**Exercise**: Pictures must be dropped from the copy of the entries below; all else is returned exactly.

BEGIN

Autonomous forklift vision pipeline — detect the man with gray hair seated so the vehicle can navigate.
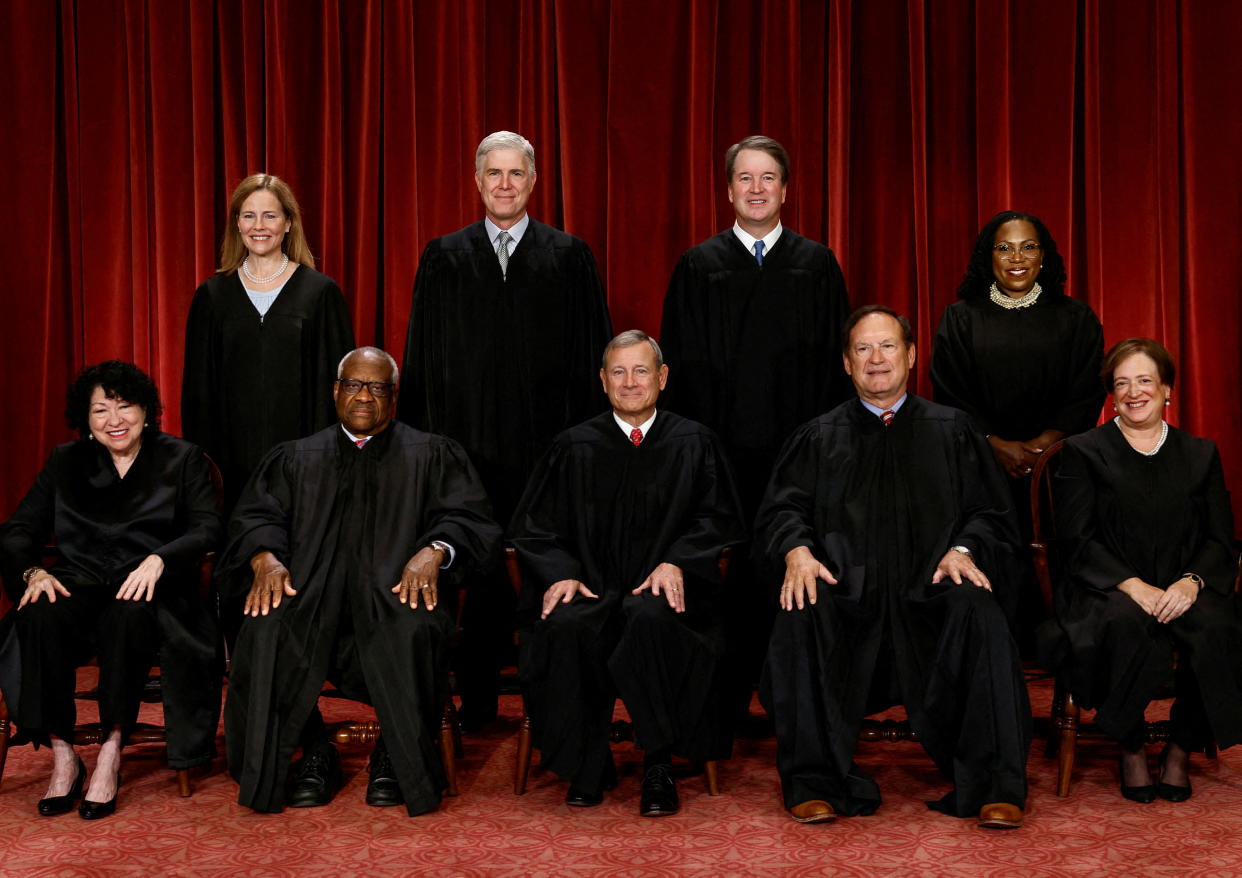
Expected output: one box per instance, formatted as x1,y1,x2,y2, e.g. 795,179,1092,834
511,330,745,816
399,130,613,729
221,346,501,816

END

**Answer section**:
Autonomous forklift vision pipeline — detect the man with gray hair seated so the vehicle can navigate.
Expected output: one box per instance, formatted as x1,y1,x2,y2, e.g. 795,179,1092,834
511,330,745,816
399,130,613,729
221,346,501,816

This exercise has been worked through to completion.